■ **Aim of the exercise**: Only lines holding the word "raised" are needed; copy each of them from the material.

■ **Records provided**:

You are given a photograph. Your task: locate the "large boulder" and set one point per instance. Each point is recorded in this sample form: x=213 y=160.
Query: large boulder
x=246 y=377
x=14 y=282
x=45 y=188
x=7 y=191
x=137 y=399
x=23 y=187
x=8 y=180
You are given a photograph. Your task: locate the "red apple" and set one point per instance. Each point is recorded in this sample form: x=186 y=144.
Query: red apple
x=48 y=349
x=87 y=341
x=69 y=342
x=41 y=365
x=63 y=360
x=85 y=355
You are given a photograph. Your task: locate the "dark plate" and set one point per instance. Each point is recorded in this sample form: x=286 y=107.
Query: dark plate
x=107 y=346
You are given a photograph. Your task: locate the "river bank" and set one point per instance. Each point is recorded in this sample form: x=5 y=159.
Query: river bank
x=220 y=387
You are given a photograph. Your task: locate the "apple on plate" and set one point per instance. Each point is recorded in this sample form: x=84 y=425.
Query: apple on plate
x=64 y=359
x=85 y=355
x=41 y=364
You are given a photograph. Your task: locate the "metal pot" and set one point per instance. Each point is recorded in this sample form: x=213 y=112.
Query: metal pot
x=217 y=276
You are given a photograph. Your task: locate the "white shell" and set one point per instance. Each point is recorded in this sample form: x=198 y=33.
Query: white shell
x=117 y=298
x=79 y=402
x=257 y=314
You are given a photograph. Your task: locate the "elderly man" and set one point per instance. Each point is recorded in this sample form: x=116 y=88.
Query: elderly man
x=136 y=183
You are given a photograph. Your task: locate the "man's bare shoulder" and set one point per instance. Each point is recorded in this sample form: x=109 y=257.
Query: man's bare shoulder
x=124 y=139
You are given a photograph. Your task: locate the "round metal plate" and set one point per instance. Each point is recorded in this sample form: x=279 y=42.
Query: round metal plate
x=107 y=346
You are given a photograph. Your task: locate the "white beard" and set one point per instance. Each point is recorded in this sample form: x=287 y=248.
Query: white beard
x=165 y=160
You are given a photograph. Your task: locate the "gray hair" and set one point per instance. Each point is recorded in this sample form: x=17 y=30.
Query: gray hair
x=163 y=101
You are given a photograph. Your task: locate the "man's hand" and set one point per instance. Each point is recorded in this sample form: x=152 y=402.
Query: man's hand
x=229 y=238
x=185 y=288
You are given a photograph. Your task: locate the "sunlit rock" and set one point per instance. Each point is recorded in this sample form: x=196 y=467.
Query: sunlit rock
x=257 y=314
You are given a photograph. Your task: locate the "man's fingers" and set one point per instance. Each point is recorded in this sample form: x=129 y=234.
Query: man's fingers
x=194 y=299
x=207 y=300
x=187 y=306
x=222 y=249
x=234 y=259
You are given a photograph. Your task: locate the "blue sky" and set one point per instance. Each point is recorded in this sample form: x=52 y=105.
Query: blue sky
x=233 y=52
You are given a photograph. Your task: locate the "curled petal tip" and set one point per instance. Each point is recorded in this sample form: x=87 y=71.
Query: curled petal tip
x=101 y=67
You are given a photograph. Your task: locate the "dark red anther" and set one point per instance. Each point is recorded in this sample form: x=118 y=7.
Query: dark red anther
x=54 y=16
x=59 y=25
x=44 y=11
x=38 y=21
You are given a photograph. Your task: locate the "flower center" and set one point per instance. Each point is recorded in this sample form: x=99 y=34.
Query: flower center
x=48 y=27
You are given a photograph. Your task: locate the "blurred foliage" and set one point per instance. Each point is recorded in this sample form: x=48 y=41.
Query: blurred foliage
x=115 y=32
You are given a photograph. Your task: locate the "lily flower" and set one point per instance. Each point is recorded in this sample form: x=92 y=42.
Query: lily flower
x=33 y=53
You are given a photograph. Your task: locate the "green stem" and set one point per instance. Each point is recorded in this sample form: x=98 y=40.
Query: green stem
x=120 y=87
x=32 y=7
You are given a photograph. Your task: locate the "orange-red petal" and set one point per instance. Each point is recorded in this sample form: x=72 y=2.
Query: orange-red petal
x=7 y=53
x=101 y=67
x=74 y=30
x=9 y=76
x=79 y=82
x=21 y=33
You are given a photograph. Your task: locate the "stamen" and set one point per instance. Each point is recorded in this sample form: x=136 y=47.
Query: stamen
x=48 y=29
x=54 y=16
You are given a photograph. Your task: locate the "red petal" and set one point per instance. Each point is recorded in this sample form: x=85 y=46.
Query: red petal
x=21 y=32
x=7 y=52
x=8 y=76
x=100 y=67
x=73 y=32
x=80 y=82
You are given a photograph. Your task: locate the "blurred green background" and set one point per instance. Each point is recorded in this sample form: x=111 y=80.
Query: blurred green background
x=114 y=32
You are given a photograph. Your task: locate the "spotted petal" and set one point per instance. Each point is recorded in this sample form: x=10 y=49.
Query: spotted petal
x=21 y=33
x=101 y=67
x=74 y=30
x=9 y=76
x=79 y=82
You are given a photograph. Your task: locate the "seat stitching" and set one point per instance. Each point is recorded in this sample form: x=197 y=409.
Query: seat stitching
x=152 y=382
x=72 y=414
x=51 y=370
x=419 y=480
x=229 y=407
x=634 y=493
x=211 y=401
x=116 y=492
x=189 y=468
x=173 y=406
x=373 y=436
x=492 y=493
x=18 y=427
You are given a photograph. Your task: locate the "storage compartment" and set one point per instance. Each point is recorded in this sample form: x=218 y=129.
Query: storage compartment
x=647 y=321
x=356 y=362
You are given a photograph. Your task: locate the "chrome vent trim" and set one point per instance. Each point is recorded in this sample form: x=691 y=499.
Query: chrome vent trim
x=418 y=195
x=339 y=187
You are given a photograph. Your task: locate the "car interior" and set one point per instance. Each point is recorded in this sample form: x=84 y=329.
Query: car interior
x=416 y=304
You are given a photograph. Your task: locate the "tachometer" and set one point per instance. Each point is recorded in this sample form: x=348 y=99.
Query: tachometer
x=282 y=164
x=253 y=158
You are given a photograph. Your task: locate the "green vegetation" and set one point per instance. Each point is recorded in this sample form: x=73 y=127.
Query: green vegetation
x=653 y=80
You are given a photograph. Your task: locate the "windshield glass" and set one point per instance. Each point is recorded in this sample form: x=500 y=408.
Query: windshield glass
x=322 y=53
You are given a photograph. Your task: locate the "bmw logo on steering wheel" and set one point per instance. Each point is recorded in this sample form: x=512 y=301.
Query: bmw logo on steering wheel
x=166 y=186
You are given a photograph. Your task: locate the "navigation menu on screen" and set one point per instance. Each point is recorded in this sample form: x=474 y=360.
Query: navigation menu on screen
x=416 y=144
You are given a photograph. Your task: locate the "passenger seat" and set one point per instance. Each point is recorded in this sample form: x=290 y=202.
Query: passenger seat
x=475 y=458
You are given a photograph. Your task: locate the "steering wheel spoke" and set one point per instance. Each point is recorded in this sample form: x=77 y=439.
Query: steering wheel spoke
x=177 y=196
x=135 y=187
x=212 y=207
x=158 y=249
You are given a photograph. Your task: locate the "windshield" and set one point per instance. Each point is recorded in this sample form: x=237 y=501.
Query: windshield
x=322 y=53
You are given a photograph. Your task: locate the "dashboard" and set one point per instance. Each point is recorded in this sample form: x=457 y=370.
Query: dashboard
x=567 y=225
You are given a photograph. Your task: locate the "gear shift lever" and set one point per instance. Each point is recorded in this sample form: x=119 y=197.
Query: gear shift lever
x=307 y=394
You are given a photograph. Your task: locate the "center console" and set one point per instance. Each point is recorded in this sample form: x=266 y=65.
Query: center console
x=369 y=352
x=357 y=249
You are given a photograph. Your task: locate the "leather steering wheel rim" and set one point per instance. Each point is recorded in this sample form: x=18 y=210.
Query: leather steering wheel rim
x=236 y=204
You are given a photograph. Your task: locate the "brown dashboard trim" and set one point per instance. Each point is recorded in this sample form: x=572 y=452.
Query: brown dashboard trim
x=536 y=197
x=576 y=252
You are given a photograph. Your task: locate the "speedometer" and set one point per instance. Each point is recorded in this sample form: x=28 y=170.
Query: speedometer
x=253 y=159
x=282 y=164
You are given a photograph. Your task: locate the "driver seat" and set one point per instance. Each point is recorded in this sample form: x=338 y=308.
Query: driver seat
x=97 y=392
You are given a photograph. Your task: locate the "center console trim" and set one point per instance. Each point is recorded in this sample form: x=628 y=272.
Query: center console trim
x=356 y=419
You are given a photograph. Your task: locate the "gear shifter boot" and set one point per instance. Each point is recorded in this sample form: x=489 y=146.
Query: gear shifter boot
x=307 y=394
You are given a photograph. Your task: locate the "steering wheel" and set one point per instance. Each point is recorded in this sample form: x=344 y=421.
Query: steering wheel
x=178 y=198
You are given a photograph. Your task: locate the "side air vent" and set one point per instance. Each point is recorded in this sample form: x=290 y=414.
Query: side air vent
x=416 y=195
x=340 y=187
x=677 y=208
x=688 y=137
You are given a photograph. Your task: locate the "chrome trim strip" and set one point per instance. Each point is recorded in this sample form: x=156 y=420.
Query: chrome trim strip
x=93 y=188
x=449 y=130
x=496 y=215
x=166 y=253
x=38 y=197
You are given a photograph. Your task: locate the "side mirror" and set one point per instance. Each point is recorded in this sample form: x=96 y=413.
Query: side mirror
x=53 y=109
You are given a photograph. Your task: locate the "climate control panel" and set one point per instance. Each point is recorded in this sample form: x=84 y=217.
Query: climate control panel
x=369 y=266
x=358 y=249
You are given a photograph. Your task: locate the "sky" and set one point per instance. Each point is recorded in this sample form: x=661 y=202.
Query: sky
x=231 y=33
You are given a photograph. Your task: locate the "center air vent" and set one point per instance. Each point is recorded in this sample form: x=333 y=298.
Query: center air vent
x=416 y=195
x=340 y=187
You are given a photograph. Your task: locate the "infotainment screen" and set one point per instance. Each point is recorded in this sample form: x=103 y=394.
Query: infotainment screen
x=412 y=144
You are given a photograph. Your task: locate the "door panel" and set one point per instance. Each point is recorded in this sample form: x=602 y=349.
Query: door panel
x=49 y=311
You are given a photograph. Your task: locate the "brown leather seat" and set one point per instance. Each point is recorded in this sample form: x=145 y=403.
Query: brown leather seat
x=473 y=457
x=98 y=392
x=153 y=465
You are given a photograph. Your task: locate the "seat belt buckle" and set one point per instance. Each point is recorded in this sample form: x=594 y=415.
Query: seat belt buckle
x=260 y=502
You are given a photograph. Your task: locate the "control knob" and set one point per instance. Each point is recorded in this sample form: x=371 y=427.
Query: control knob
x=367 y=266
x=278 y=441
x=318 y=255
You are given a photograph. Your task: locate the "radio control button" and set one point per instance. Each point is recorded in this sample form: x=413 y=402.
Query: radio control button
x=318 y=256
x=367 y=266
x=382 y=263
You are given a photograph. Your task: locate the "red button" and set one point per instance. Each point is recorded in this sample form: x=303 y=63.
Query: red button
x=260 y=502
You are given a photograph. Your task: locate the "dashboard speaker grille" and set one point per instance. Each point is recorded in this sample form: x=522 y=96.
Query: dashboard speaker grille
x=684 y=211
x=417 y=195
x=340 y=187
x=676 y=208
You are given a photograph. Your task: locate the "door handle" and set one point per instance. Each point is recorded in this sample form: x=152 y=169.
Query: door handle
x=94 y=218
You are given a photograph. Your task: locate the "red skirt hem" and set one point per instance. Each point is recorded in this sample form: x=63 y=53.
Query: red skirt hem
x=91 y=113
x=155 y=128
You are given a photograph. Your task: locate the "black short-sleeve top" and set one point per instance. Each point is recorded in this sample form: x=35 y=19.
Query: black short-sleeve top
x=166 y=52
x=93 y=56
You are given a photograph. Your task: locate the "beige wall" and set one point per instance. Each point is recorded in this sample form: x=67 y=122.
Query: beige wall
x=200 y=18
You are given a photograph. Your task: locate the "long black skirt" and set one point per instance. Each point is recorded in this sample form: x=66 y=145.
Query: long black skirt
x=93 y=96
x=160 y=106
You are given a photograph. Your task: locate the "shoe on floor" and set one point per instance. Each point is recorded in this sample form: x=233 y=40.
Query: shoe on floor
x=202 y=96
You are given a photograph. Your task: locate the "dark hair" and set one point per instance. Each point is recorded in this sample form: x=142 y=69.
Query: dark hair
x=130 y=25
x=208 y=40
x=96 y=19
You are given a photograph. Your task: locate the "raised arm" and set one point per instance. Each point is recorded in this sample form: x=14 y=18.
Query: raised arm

■ **Result below**:
You are given a photograph. Your task: locate the "raised arm" and set one point per instance. Each point is recorded in this sample form: x=14 y=18.
Query: raised arm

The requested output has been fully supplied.